*** Source passage Section Begins ***

Smoke Jazz Club’s July lineup spotlights Lewis Nash and top rhythm sections
Lewis Nash anchors Smoke’s July 1 date, while Rick Montalbano and Eric Scott Reed’s trio turn the club into a monthlong rhythm-section clinic.

Smoke Jazz Club’s July booking is the kind of calendar drummers actually read twice. The loudest name may be on the vocal side, but the real pull for rhythm-section listeners is Lewis Nash on July 1, a special guest drummer slot that turns Tierney Sutton and Houston Person into a backline watch. Nash brings more than 500 recordings, 10 Grammy-winning dates, and decades of authority that still sets the standard for how a club date should swing.
That matters because Smoke is not a throwaway room. The Upper West Side club sits at 2751 Broadway, near the corner of 106th Street and Broadway, and it has built its reputation on live jazz, stellar acoustics, candlelit dining, and advance ticketing. In a room like that, the drummer is never background noise. Brushwork carries, cymbal time is exposed, and every comp matters because the audience is close enough to hear whether the band is really listening to itself.

*** Source passage Section Ends ***

_Your assignment_:
Copy everything from "That matters because" down to "listening to itself." in the Smoke Jazz Club article, substituting "excellent acoustics" for "stellar acoustics".

*** Entries supplied Section Begins ***

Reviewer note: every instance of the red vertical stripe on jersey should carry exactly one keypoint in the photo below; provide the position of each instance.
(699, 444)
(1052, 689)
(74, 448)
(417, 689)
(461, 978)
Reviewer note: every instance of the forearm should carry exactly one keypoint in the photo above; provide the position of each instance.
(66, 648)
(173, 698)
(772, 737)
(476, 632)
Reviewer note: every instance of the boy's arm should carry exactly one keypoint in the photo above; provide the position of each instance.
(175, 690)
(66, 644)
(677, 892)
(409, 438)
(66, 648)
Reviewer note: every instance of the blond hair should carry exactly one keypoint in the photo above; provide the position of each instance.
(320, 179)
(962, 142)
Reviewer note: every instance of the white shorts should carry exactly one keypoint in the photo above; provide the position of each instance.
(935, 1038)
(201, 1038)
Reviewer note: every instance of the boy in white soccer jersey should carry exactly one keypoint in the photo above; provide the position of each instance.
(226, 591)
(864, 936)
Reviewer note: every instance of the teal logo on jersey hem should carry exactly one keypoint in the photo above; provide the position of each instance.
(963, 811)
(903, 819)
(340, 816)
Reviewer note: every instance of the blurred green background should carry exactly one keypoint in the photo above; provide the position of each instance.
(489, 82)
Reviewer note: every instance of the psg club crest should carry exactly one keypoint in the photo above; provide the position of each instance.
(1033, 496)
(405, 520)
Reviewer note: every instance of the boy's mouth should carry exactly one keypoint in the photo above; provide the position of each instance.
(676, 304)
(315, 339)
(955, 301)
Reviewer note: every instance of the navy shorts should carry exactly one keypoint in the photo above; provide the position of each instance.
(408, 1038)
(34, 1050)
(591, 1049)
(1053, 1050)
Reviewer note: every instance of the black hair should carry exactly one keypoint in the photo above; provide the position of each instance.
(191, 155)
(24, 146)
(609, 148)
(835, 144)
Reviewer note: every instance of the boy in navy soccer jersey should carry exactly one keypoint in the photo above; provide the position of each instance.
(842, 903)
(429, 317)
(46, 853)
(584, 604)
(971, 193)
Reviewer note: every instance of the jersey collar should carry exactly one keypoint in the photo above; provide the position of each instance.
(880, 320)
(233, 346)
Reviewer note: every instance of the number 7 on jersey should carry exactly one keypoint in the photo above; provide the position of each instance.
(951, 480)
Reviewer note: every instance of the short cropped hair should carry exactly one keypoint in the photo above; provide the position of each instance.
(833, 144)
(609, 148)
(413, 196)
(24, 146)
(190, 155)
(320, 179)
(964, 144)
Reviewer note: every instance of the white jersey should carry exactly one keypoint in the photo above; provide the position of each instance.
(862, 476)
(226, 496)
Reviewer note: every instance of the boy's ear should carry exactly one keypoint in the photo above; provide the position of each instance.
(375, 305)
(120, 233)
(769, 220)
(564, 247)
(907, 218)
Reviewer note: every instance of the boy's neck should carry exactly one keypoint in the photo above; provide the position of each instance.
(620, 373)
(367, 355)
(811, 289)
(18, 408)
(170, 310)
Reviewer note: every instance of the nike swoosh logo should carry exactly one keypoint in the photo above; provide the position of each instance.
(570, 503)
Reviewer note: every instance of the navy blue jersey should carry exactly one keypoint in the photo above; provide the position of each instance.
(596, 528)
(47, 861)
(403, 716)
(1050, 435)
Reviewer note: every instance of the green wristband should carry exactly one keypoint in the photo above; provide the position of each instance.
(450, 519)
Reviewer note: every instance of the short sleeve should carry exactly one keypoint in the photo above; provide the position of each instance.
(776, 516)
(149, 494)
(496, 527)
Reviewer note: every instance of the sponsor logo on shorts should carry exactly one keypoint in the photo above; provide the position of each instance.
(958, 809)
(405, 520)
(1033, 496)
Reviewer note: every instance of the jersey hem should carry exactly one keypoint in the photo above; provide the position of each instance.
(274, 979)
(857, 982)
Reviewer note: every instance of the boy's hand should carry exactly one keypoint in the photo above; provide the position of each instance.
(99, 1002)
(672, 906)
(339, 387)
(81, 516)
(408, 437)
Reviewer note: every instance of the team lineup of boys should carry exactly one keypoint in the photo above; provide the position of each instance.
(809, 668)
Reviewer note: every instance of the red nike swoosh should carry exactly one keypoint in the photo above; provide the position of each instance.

*** Entries supplied Section Ends ***

_Response box_:
That matters because Smoke is not a throwaway room. The Upper West Side club sits at 2751 Broadway, near the corner of 106th Street and Broadway, and it has built its reputation on live jazz, excellent acoustics, candlelit dining, and advance ticketing. In a room like that, the drummer is never background noise. Brushwork carries, cymbal time is exposed, and every comp matters because the audience is close enough to hear whether the band is really listening to itself.